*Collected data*
---

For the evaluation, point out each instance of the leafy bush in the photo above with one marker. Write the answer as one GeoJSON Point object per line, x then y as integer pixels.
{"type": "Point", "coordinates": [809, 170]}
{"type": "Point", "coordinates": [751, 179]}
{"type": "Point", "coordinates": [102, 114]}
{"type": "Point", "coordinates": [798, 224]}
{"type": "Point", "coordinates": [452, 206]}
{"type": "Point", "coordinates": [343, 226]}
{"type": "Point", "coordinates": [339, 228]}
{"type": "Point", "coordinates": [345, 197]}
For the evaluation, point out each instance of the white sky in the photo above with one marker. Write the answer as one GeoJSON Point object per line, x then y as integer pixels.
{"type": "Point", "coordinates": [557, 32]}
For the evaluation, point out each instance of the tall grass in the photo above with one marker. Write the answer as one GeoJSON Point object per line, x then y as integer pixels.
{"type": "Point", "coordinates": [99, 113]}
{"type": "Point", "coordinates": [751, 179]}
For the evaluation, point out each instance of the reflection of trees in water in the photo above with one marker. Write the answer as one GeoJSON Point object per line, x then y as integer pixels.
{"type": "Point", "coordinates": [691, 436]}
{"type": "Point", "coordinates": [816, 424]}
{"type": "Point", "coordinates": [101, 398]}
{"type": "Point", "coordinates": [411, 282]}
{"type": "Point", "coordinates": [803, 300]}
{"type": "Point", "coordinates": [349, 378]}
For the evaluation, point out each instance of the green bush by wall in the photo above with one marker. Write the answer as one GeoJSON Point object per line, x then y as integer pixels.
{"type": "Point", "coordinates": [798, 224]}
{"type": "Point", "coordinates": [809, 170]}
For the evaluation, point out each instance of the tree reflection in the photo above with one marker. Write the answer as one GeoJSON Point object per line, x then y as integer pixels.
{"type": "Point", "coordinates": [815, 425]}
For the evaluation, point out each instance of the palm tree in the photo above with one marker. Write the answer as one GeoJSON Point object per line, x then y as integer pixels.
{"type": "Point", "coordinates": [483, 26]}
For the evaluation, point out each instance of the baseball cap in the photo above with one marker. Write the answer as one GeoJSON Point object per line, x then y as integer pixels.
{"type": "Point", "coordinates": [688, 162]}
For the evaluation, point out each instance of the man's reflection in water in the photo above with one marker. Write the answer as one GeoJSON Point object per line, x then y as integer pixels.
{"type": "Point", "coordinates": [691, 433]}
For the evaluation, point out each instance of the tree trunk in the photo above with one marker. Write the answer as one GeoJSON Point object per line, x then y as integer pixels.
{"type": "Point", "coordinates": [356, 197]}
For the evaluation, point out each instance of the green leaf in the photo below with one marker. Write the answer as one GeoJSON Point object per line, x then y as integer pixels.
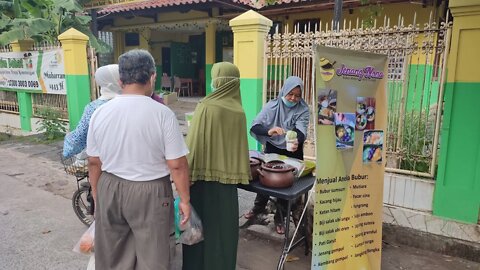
{"type": "Point", "coordinates": [33, 11]}
{"type": "Point", "coordinates": [9, 36]}
{"type": "Point", "coordinates": [4, 21]}
{"type": "Point", "coordinates": [68, 5]}
{"type": "Point", "coordinates": [83, 19]}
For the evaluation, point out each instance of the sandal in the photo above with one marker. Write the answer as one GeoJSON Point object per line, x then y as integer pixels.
{"type": "Point", "coordinates": [280, 228]}
{"type": "Point", "coordinates": [250, 214]}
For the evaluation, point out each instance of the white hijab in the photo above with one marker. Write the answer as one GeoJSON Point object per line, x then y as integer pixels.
{"type": "Point", "coordinates": [108, 79]}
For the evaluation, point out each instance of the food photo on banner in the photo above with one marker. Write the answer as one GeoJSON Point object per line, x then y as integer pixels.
{"type": "Point", "coordinates": [351, 119]}
{"type": "Point", "coordinates": [344, 130]}
{"type": "Point", "coordinates": [365, 114]}
{"type": "Point", "coordinates": [327, 106]}
{"type": "Point", "coordinates": [372, 146]}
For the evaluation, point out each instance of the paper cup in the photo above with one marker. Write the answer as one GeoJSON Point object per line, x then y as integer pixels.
{"type": "Point", "coordinates": [188, 118]}
{"type": "Point", "coordinates": [290, 145]}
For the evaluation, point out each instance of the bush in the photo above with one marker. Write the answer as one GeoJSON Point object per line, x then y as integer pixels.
{"type": "Point", "coordinates": [415, 151]}
{"type": "Point", "coordinates": [50, 124]}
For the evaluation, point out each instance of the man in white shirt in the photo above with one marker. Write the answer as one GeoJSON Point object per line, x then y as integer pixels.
{"type": "Point", "coordinates": [135, 145]}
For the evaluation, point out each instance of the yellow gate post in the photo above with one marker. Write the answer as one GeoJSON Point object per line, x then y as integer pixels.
{"type": "Point", "coordinates": [249, 32]}
{"type": "Point", "coordinates": [74, 45]}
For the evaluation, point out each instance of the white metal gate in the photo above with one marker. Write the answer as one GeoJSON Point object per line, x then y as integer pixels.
{"type": "Point", "coordinates": [416, 75]}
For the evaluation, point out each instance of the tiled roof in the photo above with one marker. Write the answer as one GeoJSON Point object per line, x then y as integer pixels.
{"type": "Point", "coordinates": [139, 5]}
{"type": "Point", "coordinates": [262, 3]}
{"type": "Point", "coordinates": [147, 5]}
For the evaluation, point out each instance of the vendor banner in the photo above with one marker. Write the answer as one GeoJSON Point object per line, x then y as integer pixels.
{"type": "Point", "coordinates": [41, 71]}
{"type": "Point", "coordinates": [350, 122]}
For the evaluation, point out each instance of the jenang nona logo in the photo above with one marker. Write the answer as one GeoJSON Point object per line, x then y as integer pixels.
{"type": "Point", "coordinates": [326, 69]}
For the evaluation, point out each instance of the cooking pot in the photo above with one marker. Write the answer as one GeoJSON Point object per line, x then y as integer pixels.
{"type": "Point", "coordinates": [255, 164]}
{"type": "Point", "coordinates": [276, 174]}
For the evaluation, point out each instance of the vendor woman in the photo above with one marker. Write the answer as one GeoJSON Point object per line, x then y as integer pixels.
{"type": "Point", "coordinates": [287, 112]}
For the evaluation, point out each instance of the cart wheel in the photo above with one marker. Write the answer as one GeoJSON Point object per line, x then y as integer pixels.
{"type": "Point", "coordinates": [83, 206]}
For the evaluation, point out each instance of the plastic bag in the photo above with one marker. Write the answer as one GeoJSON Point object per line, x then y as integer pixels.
{"type": "Point", "coordinates": [192, 232]}
{"type": "Point", "coordinates": [86, 243]}
{"type": "Point", "coordinates": [91, 263]}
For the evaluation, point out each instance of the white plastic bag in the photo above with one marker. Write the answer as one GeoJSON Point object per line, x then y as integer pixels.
{"type": "Point", "coordinates": [192, 231]}
{"type": "Point", "coordinates": [86, 243]}
{"type": "Point", "coordinates": [91, 263]}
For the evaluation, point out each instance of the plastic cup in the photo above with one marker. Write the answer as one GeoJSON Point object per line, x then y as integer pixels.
{"type": "Point", "coordinates": [291, 144]}
{"type": "Point", "coordinates": [188, 118]}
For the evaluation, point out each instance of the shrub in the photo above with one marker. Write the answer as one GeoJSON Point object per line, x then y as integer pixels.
{"type": "Point", "coordinates": [50, 124]}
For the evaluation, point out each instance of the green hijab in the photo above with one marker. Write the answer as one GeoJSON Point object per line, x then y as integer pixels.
{"type": "Point", "coordinates": [217, 138]}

---

Revise the material from the line containing "For the evaluation, point out each instance of the shrub" through its end, inclusive, changing "one marker" to "a single marker" and leaving everything else untouched.

*Exercise answer*
For the evaluation, point out each instance of the shrub in the photo above with a single marker. Write the answer as one GeoJSON Point object per line, x then y as integer pixels.
{"type": "Point", "coordinates": [50, 124]}
For the evaluation, point out each instance of the green hijab in the photo above with a single marker. Write the answer as one GeoJSON Point object per line, x then y as integer pixels.
{"type": "Point", "coordinates": [217, 138]}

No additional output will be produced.